Required work ::
Please continue the article on the life insurance code breaches from the point where it ends.

Excerpt provided ::
== Segment start ==
An investigation by the Life Code Compliance Committee (LCCC) – sparked by claims from Maurice Blackburn – found over 700 breaches of the insurers code in a six-month period in 2017.
“[The report] suggests that despite all rhetoric and promises to do better before and after the Hayne royal commission, many insurers have treated their own code as a paper tiger and this casts doubt on the industry’s ability to rebuild public trust,” said Maurice Blackburn principal Josh Mennen.
“These hundreds of confirmed breaches are merely the tip of the iceberg because, no doubt, many more have gone undiscovered since I lodged this complaint with the LCCC two years ago.”
The LCCC also criticised insurers for failing to respond and co-operate with the LCCC in a timely manner.
But the Financial Services Council (FSC) has hit back at the claim, saying the report is “silent on the positive changes made by the life insurance sector”.
“Most allegations (598) were regarding the timing of claims decisions,” the FSC wrote in a release.
“After investigating the 598 allegations, more than half were found not to be breaches, and almost one in eight (13 per cent) of these allegations were ‘unfounded’.”
The 103 remaining allegations were about the timing of complaint outcomes, of which two-thirds were found not to be breaches. Over 7.5 per cent were “unfounded”.
“This report is also silent on the LCCC’s own findings from their latest compliance report, which shows in the year to 30 June 2018, life insurers assessed 131, 271 claims,” the FSC wrote.
“Of these, 89 per cent of income related claims and 92 per cent of non-income related claims were within the required code time frames … Both the royal commission and the Australian Securities and Investments Commission have acknowledged that the Life Insurance Code of Practice has resulted in improvements.”




The FSC state the report is “silent on the positive changes made by the life insurance sector”.
What positive changes??
== Segment end ==
Dataset records ::
== Segment start ==
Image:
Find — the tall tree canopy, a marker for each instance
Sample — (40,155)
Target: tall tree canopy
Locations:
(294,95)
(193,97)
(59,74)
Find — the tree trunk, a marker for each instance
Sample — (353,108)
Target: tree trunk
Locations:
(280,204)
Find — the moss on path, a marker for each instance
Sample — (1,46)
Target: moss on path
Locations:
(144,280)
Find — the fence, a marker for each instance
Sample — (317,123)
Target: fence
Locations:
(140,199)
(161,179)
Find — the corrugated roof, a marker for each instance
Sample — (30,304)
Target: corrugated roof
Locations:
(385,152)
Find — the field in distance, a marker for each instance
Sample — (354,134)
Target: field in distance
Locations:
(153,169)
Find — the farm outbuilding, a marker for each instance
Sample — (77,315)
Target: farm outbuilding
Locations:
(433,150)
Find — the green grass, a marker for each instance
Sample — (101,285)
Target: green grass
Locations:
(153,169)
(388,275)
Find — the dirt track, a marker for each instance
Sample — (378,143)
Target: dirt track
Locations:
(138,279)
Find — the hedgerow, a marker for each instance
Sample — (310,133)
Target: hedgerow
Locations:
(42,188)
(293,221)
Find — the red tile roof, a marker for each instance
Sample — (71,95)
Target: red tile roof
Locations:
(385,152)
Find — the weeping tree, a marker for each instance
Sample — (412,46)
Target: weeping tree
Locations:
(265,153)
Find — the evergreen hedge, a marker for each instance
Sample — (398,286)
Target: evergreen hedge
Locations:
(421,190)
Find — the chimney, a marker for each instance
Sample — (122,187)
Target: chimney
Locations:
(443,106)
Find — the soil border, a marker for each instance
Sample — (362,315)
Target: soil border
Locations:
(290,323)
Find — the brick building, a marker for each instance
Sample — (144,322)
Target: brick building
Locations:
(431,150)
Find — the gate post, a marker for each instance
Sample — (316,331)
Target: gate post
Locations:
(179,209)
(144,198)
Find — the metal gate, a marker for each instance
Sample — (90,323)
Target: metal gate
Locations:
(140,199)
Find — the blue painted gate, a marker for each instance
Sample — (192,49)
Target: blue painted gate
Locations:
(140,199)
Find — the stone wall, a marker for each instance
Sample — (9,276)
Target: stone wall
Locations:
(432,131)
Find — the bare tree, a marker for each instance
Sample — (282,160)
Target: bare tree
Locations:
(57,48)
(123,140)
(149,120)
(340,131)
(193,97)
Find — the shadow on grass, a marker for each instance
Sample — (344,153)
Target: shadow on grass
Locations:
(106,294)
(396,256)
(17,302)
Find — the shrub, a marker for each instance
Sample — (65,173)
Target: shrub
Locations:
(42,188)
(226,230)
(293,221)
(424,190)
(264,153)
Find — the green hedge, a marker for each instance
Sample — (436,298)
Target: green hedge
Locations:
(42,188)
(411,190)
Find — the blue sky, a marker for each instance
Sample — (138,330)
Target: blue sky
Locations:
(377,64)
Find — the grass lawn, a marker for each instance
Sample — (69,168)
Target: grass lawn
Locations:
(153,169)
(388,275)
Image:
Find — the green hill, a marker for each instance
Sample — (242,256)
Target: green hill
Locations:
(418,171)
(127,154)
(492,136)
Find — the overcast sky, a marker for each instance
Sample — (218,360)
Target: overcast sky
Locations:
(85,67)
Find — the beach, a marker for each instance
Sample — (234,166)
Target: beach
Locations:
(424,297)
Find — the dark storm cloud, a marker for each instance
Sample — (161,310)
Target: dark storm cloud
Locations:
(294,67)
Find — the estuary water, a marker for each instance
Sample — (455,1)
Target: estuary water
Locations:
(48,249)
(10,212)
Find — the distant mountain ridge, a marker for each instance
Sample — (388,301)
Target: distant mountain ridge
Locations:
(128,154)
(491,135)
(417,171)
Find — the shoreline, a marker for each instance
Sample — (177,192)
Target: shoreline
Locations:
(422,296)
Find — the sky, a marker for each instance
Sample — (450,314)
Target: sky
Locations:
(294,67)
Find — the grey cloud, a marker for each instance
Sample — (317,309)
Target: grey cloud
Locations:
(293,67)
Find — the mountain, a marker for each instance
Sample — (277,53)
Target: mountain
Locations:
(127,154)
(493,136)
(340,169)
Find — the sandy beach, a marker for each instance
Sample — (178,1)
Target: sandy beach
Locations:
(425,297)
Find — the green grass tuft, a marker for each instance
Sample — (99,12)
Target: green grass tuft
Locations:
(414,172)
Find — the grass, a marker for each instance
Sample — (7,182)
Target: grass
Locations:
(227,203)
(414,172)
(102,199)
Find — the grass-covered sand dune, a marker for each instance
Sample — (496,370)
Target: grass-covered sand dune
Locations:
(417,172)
== Segment end ==
Response below ::
The FSC has created a code that when breached has no repercussions. Have the FSC imposed any sanctions for breaches? No
The corrupt way the FSC pushed through the LIF has created:
1. Unprecedented increases in premiums to existing customers and higher than ever lapses.
2. Discounting by its members for new business who are actively trying to encourage churn for the same products they say premiums have to increase for because of claims.
3. An unprecedented fall in new business coupled with higher lapses meaning that they (the FSC) have created a higher under-insurance gap.
4. Worsening of products.
If Maurice Blackburn are reading this I would suggest they look at the corrupt way the FSC hid the correct lapse data from ASIC in order to push through the LIF, This was openly admitted by ASIC that they got it wrong (after the LIF was passed and the FSC members were forced to provide the correct lapse data).
I would then suggest they look at the effect above that the FSC’s actions in creating the LIF have had on consumers and I would suggest they launch a class action against the FSC.
I’m sure the FSC have PI cover?
I cannot believe that these life companies think its a good business strategy to offer discounts for new business whilst increasing the prices of in force business. Why dont they just try to protect what they have and support their customers and the advisers who recommended that product.
But soon there wont be any Insurance Advisers left and the cost to change policies will be too high (due to the removal of commissions) so customers will be stuck paying for expensive insurances as who (other the HNW clients) will pay $2,000 for the insurance SOA which is required when switching insurers.
You’re going cheap at $2000 per soa. More like $4000
Spot on
Almost like the ABC. Report the bits you like and call it news.
Typical bottom feeding lawyers, ifr ever there was a need for a RC it is into this toxic Industry itself.